__What to produce__: Reproduce the records without their pictures, keeping every word as it is.
+++ Records to use
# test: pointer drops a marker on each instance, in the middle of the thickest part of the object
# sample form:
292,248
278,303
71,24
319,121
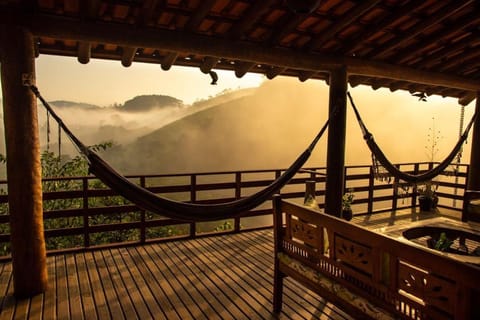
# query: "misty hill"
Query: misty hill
71,104
256,131
149,102
100,124
272,126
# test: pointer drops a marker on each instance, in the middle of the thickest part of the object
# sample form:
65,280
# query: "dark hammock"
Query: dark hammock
175,209
392,169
++++++
__Response area__:
# test: pointer drops a marker on each instance, in the middle of the thickest part of the object
# sample form:
292,248
278,303
71,24
319,121
# query: "misty hill"
Query: misty hill
71,104
256,131
149,102
100,124
272,126
# test: pointer drops a marker on each instance, in the middle of the thickest part of the object
# sample form:
65,280
# query: "dark hammock"
Query: dark hammock
175,209
392,169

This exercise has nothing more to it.